Problem description: Rewrite the listing starting at the line containing "Task brief for annotators — identify every black" and ending at the line containing "[0,0,400,600]", with "present" changed to "visible" and nothing else altered. Give only those lines.

### Input ###

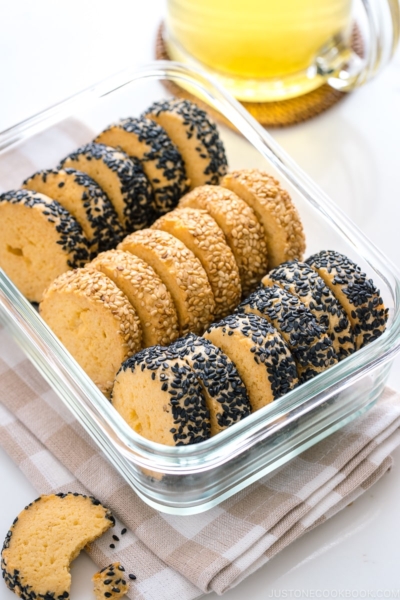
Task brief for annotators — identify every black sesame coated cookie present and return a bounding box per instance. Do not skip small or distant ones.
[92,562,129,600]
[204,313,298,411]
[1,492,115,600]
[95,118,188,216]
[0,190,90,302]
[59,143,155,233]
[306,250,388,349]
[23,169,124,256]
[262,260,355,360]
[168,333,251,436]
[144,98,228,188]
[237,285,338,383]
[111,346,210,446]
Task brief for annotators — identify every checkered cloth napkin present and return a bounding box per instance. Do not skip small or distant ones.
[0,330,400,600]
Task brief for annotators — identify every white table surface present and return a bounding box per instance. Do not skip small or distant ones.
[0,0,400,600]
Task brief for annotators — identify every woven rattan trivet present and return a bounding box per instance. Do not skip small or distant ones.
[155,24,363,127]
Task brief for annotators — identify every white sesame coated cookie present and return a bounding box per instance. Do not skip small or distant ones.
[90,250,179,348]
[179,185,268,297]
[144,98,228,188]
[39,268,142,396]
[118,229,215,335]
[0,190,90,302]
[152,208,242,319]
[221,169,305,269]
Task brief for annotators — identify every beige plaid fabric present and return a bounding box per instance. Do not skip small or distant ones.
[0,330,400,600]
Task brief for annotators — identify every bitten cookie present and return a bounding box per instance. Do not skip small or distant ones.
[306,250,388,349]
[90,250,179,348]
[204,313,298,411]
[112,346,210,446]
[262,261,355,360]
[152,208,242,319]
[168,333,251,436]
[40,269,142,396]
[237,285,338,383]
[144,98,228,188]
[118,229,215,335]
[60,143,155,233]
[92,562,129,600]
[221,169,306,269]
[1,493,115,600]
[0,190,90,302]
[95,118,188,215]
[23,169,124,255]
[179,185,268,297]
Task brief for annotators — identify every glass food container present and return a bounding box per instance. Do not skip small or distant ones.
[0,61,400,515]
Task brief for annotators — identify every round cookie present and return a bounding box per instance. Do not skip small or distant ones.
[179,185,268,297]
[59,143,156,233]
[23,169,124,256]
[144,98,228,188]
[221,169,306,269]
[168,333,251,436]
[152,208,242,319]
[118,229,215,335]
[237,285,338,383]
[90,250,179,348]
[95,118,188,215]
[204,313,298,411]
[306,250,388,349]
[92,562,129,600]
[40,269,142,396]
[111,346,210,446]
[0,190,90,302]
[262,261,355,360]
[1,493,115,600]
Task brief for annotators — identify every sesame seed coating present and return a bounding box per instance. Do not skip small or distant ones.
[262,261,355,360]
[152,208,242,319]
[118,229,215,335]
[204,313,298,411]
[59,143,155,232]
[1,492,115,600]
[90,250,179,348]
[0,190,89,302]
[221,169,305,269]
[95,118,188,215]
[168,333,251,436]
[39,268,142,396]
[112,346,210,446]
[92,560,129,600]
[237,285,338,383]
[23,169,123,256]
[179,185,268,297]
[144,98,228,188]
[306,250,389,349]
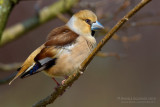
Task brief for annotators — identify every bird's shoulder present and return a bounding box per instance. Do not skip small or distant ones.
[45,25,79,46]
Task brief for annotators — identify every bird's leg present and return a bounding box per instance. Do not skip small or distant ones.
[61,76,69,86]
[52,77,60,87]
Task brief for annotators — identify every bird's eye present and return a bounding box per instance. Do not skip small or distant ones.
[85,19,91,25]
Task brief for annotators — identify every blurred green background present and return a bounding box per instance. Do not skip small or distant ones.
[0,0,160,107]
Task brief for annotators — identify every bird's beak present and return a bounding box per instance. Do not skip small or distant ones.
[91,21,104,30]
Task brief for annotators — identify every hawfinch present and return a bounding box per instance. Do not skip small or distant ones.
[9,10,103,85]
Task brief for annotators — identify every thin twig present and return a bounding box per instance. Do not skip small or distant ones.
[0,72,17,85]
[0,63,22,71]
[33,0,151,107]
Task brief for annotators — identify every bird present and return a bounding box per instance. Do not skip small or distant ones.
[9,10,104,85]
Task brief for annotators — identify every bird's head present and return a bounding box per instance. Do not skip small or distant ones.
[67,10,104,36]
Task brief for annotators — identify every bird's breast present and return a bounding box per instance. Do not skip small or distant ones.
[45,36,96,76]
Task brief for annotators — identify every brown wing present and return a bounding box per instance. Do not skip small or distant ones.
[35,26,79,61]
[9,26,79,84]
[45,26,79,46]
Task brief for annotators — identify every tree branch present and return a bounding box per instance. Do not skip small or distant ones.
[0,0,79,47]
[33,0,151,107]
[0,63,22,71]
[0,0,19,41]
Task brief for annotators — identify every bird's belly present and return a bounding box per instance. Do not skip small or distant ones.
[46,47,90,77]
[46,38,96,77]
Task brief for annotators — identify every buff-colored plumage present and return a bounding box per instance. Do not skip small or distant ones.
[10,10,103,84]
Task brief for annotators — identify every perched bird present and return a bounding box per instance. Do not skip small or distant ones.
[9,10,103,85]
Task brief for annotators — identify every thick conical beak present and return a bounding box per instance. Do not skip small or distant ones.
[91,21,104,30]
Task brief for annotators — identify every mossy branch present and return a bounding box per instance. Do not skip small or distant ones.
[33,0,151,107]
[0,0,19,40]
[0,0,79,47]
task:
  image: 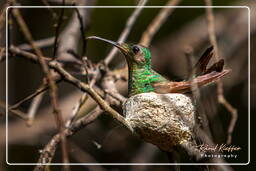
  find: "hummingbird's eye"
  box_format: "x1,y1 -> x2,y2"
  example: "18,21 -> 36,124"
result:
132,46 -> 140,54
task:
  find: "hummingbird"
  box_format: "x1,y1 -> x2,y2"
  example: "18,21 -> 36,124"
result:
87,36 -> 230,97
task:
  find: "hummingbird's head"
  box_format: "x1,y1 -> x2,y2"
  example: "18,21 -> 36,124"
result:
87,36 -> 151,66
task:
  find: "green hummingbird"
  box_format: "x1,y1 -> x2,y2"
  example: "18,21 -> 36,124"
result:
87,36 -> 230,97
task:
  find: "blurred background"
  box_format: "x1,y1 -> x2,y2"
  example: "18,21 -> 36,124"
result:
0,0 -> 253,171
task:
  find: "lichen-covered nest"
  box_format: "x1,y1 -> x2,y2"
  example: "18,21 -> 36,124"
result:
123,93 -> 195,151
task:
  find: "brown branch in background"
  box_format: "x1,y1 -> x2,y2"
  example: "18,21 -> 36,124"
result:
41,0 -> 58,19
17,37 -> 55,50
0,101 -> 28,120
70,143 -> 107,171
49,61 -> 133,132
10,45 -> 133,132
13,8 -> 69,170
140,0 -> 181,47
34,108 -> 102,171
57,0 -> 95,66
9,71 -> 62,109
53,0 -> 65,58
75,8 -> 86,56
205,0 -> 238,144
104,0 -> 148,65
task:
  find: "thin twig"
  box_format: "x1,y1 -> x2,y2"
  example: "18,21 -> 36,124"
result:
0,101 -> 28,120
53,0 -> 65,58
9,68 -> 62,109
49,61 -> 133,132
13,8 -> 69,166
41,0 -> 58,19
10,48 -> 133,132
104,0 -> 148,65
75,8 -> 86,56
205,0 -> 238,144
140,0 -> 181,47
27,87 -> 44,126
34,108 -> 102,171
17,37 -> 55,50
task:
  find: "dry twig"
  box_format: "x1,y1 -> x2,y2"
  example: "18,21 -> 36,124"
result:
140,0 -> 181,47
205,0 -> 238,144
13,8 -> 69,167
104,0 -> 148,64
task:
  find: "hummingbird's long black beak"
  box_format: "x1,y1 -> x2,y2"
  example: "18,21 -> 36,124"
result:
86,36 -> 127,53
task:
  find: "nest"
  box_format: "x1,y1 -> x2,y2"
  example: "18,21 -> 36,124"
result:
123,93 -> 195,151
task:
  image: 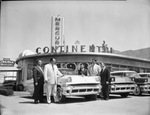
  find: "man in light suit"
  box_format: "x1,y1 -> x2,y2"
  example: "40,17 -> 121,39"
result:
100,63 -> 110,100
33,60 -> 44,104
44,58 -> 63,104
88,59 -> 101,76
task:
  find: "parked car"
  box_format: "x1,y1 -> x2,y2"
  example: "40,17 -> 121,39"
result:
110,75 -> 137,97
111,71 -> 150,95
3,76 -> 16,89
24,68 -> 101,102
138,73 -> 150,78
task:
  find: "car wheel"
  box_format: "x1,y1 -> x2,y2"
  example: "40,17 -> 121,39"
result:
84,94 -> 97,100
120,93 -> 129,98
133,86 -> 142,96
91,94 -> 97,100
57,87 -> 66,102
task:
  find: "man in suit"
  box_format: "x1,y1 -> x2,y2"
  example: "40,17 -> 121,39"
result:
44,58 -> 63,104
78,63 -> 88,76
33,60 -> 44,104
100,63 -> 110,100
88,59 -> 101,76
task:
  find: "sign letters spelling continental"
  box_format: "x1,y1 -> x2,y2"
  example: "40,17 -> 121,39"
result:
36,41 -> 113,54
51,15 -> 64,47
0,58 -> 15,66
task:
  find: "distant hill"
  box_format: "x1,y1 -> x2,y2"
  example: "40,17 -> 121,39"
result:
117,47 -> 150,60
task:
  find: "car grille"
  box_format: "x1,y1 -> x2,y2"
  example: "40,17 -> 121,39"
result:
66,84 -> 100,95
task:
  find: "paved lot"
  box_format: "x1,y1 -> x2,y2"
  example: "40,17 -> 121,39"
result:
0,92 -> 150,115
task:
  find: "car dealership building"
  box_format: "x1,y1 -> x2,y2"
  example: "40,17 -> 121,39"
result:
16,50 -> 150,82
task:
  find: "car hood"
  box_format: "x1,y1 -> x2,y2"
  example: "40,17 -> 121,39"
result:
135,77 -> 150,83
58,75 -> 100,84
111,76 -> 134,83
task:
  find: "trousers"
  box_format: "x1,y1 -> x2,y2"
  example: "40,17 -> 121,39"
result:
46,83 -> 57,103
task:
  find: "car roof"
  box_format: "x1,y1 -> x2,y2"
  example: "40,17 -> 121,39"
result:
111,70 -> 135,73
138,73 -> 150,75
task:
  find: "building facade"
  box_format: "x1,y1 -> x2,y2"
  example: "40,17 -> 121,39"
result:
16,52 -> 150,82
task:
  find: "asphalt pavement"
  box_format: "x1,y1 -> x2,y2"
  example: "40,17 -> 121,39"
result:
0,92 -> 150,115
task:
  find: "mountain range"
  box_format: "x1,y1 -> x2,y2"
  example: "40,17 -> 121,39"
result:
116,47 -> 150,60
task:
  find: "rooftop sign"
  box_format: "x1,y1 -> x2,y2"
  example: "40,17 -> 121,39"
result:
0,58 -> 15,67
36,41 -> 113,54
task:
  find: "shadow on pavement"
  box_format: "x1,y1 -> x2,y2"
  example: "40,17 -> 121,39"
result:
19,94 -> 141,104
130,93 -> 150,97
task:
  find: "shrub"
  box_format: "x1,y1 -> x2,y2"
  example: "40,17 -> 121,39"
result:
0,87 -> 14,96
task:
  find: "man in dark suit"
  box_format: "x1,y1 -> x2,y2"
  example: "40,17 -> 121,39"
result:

###
### Input ###

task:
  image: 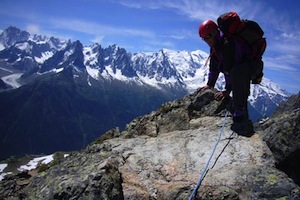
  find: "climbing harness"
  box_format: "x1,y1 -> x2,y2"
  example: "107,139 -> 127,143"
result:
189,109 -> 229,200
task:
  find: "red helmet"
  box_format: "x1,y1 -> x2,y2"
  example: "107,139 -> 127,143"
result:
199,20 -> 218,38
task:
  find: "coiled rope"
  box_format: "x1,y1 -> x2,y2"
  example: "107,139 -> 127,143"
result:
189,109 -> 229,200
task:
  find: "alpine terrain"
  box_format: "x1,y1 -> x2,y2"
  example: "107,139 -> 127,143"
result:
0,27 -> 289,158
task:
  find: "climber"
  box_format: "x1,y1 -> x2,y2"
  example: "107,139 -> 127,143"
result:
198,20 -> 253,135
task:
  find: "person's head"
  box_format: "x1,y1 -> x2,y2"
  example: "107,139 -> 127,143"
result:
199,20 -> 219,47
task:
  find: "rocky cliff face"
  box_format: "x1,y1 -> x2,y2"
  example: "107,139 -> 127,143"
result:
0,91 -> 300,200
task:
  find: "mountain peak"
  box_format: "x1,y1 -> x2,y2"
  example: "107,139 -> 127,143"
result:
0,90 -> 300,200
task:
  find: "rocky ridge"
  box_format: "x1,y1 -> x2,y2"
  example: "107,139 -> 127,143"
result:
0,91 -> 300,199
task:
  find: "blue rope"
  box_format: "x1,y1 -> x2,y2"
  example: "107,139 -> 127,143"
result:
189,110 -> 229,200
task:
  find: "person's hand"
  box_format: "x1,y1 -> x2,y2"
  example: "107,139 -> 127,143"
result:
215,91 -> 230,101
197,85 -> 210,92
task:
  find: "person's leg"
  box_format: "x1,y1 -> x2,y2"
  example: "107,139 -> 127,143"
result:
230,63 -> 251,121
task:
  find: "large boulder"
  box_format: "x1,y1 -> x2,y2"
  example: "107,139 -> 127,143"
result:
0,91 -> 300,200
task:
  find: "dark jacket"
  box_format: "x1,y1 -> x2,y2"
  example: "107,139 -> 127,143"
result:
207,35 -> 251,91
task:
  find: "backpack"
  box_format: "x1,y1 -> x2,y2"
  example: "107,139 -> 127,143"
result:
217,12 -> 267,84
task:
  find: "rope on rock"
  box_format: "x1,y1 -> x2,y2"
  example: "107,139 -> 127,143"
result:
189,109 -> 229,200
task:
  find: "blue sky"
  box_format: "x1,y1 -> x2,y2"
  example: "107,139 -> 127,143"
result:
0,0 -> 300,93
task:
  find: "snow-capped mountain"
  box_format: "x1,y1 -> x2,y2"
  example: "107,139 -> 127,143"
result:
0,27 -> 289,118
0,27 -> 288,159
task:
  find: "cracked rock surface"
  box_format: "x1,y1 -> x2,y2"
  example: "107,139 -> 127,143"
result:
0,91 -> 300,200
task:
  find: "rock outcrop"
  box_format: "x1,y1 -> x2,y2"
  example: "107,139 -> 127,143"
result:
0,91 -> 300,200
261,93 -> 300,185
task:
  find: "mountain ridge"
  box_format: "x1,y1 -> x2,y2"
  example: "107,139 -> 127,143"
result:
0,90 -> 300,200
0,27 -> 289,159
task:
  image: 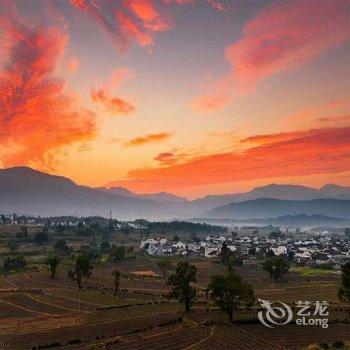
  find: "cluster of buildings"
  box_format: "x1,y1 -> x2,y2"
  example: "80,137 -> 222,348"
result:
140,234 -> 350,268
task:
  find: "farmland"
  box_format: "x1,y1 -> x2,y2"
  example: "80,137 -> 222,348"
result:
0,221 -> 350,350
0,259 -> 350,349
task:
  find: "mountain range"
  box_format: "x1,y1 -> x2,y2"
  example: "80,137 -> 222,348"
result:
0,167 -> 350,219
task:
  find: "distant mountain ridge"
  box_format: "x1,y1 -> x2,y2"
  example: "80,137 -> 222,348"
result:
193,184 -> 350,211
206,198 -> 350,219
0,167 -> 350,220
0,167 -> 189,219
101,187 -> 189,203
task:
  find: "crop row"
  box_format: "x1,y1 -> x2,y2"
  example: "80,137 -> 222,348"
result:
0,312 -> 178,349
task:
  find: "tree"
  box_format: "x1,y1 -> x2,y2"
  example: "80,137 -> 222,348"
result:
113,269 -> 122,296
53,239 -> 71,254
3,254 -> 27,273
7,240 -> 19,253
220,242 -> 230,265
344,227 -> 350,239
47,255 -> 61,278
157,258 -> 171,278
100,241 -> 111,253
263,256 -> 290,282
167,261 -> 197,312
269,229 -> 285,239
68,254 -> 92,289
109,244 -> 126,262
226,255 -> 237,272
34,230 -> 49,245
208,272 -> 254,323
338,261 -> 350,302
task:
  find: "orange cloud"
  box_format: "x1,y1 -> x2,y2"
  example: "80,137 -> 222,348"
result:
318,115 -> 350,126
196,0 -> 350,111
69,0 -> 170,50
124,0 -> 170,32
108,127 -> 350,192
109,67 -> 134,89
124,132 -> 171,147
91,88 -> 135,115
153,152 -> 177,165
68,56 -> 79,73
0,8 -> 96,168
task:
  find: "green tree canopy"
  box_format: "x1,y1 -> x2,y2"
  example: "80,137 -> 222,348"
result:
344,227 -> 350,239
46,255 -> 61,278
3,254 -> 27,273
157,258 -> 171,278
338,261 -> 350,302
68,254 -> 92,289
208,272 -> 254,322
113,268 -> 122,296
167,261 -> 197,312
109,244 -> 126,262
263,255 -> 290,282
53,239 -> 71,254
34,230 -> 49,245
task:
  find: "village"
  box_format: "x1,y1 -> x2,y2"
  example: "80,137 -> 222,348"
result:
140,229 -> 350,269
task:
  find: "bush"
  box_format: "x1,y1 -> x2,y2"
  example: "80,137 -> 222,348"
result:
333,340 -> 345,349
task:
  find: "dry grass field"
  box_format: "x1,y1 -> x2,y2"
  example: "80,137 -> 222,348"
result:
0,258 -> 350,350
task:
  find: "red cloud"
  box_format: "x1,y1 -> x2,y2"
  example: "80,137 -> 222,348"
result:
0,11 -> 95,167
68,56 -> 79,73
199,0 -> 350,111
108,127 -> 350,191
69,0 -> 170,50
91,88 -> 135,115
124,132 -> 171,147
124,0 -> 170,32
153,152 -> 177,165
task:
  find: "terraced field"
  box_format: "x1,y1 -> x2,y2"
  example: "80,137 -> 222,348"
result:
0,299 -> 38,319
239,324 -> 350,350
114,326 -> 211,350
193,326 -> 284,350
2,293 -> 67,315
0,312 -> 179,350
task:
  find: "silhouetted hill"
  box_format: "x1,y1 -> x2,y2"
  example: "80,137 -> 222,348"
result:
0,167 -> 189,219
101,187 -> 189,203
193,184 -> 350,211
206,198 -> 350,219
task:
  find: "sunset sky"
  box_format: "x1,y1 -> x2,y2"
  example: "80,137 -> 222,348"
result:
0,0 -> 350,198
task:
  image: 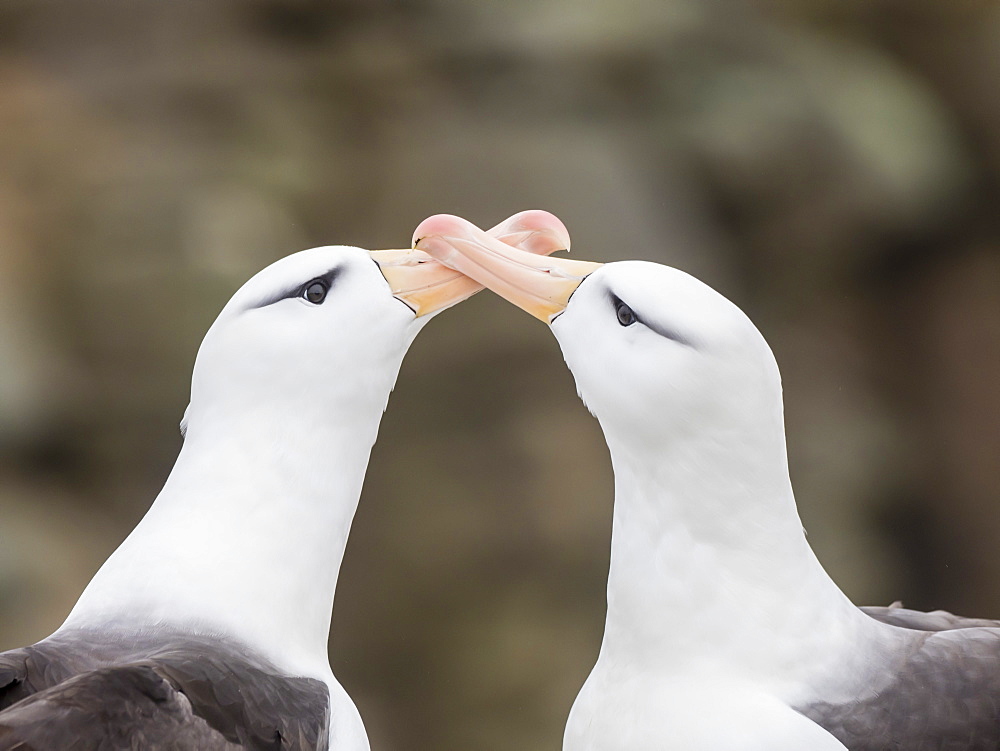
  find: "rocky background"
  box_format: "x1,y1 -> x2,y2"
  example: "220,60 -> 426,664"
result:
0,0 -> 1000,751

###

Correct result:
Task brief for annotators — identify every black sesame coated cookie visible and return a bounding box per instance. Do not skip small or distant ones.
[92,562,129,600]
[204,313,298,411]
[1,492,115,600]
[95,118,188,216]
[0,190,90,302]
[59,143,155,233]
[306,250,388,349]
[23,169,124,256]
[262,260,355,360]
[168,333,251,436]
[144,98,228,188]
[237,285,338,383]
[111,346,210,446]
Task brief for annotators — identify every checkered cloth napkin visible and return a bounding box per instance. Do not skip small or distant ones.
[0,330,400,600]
Task brief for annotators — identify every white table surface visible and return a bounding box per instance. Do not skip small or distant ones.
[0,0,400,600]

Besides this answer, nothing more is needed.